** START TASK MATERIAL **
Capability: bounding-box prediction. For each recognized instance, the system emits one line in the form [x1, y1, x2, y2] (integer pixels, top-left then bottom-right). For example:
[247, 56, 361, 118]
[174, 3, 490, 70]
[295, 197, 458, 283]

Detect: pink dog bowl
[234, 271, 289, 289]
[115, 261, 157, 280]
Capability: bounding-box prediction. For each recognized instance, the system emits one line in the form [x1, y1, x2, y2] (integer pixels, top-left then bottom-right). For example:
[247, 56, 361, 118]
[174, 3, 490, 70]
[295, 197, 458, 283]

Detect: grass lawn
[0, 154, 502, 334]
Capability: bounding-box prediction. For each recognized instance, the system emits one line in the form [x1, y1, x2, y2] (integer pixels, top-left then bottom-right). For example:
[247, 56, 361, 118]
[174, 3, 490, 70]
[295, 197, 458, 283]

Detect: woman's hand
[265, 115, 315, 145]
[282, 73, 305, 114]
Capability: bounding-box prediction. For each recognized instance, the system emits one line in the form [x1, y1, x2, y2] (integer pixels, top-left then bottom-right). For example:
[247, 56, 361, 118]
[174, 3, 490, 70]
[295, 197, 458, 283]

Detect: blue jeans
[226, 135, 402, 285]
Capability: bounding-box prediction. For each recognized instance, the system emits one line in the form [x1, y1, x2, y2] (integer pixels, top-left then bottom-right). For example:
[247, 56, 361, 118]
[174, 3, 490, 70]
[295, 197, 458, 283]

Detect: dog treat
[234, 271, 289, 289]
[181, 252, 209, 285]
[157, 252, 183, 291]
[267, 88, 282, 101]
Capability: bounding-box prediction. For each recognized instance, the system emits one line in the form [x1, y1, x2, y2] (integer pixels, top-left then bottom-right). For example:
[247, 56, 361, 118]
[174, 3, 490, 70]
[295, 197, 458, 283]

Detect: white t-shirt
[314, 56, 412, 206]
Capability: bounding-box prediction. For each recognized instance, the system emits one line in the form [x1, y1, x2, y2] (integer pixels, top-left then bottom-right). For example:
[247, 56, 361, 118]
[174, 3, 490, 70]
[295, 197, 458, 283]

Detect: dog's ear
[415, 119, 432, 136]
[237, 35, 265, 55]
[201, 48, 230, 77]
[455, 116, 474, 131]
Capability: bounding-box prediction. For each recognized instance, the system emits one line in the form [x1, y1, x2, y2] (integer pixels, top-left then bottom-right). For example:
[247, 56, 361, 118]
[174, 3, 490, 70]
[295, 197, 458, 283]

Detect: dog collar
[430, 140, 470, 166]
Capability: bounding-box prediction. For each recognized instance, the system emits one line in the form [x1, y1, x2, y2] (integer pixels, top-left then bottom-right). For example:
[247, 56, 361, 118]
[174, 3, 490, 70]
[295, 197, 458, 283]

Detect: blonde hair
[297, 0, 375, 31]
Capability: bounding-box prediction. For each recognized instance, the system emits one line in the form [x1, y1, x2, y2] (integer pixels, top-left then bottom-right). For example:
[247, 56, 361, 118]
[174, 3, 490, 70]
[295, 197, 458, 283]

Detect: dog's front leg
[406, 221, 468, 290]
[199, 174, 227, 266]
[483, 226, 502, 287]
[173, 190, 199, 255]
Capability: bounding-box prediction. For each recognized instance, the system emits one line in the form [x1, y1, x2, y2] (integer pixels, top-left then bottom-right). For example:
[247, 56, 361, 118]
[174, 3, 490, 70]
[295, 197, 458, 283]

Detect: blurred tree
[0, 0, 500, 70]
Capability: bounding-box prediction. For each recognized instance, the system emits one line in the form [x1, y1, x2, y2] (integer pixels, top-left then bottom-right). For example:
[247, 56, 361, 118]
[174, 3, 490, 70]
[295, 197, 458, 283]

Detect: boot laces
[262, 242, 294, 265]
** END TASK MATERIAL **
** START TASK MATERIAL **
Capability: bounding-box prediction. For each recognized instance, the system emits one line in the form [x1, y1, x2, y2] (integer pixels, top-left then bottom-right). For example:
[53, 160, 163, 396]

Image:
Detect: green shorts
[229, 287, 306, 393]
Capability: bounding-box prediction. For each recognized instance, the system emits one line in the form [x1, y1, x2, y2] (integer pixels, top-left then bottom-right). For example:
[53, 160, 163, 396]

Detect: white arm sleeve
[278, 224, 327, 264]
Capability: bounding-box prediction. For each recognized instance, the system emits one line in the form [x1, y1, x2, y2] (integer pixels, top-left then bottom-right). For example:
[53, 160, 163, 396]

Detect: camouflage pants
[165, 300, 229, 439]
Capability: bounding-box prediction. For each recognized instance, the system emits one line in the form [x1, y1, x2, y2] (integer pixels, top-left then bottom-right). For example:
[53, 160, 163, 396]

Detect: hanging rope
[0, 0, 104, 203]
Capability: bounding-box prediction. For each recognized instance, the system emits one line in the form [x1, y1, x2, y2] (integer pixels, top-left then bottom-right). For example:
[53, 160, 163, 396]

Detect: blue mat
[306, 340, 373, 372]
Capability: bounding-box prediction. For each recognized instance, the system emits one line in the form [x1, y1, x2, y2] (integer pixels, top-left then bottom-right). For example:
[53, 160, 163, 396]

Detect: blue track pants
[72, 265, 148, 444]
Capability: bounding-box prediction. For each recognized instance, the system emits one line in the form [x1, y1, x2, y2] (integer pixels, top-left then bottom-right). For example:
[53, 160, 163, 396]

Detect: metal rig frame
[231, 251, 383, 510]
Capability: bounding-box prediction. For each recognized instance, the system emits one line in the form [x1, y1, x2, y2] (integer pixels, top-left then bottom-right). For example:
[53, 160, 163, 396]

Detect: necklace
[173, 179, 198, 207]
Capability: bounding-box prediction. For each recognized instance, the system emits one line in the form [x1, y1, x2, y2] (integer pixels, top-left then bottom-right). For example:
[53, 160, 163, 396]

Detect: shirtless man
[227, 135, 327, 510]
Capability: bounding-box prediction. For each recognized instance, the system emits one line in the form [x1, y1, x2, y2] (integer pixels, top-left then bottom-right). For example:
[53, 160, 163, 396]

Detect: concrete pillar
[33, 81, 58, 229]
** END TASK MATERIAL **
** START TASK MATERIAL **
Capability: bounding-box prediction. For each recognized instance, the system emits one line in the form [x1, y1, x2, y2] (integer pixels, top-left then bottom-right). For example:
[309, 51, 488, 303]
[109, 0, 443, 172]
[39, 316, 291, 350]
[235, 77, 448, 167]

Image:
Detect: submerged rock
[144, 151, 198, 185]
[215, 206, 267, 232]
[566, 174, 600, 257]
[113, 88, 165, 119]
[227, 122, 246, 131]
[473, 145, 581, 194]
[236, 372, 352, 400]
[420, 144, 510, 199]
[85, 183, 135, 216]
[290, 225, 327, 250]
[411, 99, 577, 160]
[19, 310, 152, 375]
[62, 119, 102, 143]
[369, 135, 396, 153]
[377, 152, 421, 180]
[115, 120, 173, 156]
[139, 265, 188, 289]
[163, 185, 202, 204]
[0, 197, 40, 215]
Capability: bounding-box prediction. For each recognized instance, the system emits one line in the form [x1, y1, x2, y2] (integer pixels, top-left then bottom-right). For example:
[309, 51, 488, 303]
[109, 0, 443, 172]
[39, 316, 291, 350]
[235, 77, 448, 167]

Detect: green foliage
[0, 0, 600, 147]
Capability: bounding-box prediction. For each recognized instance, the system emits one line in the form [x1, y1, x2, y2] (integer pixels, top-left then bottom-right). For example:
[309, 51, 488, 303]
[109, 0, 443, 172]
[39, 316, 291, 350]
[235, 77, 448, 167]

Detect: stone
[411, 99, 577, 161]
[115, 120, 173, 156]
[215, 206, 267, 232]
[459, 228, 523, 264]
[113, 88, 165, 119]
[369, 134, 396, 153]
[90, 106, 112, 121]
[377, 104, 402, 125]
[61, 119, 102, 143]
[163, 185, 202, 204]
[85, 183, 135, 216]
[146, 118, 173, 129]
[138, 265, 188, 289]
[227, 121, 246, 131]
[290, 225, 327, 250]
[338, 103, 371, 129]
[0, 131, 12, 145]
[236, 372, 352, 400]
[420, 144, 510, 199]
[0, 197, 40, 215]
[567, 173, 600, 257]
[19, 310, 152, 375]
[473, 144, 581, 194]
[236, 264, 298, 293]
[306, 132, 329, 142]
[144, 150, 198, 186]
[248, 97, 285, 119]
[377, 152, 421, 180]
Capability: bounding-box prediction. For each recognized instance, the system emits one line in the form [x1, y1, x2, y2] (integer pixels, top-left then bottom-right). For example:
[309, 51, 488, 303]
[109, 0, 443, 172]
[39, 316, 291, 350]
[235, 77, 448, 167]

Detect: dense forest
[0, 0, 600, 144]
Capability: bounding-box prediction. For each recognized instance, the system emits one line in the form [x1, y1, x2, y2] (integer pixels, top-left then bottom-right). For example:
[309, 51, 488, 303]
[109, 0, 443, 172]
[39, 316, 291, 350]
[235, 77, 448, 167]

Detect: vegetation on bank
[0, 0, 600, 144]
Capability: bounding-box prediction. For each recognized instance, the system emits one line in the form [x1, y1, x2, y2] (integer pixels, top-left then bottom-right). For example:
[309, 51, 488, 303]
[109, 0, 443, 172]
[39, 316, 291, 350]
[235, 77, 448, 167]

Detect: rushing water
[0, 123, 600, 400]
** END TASK MATERIAL **
EXERCISE:
Show each line in the rows above that contains the string "green". Case counts.

COMPLETE RESPONSE:
Detect: green shorts
Detect: green foliage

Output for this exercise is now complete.